(Data)

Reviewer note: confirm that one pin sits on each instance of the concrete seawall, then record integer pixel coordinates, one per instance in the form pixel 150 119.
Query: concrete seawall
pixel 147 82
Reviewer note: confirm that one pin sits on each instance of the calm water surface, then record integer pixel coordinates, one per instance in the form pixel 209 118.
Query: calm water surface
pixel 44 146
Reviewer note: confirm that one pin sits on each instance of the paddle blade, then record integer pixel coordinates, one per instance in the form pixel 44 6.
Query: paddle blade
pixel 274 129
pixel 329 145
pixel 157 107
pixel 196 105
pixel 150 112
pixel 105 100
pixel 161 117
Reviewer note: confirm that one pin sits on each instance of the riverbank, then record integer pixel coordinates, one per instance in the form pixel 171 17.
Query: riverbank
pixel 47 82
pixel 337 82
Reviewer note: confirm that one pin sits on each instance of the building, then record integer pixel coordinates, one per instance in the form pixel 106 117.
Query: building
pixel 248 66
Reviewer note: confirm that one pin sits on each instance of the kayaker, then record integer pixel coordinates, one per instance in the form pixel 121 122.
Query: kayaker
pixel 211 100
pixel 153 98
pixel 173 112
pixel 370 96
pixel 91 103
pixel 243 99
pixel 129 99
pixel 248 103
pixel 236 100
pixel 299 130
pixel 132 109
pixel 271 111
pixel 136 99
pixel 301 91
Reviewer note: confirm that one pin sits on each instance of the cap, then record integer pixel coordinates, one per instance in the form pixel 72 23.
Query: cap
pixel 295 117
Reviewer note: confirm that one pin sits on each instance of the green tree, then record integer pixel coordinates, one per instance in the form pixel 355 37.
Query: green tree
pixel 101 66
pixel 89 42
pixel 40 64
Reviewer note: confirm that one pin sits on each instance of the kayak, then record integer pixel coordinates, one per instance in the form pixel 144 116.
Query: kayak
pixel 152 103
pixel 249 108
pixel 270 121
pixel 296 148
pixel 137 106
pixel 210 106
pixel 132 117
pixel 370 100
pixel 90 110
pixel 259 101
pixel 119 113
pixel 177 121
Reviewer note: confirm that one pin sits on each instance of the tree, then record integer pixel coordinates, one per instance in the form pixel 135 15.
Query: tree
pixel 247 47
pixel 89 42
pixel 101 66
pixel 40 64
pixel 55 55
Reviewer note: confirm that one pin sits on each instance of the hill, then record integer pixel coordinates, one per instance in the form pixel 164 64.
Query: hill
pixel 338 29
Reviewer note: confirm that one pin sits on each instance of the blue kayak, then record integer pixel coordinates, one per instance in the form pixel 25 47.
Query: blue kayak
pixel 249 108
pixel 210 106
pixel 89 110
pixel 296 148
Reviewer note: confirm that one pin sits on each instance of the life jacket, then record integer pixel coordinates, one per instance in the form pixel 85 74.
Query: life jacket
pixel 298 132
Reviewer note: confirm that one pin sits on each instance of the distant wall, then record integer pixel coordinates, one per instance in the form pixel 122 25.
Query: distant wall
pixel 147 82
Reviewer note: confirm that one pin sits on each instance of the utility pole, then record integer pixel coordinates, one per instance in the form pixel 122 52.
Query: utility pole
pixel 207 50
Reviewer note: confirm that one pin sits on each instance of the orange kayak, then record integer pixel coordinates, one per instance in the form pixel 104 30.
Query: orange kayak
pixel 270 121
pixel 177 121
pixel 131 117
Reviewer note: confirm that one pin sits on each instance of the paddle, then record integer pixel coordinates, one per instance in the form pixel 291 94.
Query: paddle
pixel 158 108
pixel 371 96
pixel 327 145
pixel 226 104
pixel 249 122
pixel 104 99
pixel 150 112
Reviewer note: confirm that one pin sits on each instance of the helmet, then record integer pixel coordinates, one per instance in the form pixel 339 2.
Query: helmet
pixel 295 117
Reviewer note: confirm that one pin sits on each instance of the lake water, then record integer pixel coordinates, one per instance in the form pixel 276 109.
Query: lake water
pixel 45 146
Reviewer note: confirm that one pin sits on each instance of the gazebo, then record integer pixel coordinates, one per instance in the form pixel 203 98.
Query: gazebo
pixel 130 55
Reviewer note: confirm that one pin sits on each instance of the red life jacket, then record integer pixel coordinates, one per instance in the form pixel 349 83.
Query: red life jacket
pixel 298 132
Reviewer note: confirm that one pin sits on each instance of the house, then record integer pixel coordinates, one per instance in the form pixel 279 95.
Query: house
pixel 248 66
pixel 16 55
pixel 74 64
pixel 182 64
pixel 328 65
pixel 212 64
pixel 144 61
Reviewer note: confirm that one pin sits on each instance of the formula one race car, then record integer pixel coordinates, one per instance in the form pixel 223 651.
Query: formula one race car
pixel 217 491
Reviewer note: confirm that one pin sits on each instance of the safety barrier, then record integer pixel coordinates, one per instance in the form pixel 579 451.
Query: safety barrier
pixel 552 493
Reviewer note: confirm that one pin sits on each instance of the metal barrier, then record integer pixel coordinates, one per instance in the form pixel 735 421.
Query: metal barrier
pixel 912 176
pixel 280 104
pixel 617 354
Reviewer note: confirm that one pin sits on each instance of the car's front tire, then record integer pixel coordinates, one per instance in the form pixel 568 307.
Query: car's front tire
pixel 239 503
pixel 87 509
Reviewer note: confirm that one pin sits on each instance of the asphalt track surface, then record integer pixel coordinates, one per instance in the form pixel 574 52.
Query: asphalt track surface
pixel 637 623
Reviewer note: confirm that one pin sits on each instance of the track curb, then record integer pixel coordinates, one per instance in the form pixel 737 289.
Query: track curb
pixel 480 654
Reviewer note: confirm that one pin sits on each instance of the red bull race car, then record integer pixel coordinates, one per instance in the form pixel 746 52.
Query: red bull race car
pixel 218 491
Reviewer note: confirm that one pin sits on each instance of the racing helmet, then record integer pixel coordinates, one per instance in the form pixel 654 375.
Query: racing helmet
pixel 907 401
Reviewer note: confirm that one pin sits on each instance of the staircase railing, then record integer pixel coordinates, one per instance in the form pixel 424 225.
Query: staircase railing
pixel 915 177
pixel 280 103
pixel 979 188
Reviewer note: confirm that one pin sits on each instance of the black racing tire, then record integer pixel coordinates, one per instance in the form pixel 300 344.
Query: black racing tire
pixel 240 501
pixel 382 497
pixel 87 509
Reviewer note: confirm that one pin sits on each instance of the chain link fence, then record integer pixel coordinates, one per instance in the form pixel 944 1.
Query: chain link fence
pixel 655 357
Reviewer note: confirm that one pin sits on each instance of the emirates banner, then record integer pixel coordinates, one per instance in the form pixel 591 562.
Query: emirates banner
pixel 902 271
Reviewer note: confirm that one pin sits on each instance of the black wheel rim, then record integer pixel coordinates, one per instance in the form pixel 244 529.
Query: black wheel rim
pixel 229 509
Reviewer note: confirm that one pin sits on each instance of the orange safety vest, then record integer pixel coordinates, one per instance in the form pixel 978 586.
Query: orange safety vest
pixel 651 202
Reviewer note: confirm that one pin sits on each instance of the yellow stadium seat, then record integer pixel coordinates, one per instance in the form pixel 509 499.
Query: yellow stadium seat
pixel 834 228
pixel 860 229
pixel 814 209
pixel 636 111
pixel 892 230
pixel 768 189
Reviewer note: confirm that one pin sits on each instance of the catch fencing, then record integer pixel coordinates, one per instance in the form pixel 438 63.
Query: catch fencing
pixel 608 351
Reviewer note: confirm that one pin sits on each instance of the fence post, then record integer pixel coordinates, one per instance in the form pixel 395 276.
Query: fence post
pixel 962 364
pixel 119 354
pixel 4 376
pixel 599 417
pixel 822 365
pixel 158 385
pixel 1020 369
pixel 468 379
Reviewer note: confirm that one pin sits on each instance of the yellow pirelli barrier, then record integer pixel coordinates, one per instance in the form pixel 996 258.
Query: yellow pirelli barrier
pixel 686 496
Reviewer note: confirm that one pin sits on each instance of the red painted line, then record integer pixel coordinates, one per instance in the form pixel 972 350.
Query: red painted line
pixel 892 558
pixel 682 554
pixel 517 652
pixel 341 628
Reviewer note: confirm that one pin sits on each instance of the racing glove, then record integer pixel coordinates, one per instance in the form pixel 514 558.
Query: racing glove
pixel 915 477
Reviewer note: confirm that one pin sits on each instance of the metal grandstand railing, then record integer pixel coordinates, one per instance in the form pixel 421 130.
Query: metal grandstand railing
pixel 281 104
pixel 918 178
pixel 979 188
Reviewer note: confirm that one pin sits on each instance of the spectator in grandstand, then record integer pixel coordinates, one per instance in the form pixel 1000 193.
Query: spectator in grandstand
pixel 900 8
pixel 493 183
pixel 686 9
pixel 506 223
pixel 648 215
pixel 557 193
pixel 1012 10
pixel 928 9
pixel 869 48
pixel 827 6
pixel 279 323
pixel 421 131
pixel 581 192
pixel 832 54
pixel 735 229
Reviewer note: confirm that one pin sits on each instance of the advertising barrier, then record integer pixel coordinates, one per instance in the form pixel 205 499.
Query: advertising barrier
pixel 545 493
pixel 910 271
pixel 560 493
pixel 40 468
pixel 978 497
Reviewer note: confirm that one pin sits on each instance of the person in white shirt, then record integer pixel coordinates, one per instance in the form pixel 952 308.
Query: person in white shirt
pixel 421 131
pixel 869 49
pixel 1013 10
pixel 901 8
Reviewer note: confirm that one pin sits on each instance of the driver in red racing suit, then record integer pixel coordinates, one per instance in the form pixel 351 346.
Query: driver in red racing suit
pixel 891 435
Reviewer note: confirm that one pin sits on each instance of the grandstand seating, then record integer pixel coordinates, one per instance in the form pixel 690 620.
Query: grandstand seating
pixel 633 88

(End Data)

Exercise directions. The required output is every line of the entries, starting at the one that contains "pixel 205 499." and ending at the last, copied exactly.

Your response.
Reviewer note: confirm that one pin sits on each instance of the advertising barrier, then record integer pixel coordinates, one per instance in the form pixel 205 499.
Query: advertising barrier
pixel 545 493
pixel 910 271
pixel 560 493
pixel 40 468
pixel 978 497
Reviewer note: confirm that one pin sits on each instance of the person in white shirt, then record integer pixel coordinates, one per instance in the form pixel 952 308.
Query: person in white shirt
pixel 421 131
pixel 869 49
pixel 1013 10
pixel 901 8
Reviewer note: confirm that one pin sits on each instance of the driver in red racing suit, then record integer pixel coordinates, one per instance in the form pixel 351 346.
Query: driver in red racing suit
pixel 891 435
Reviewer note: confirm that one pin sits on each instance of the grandstand seating, then record integer pixel coordinates, one per instance in the form pixel 690 620.
Query: grandstand seating
pixel 633 88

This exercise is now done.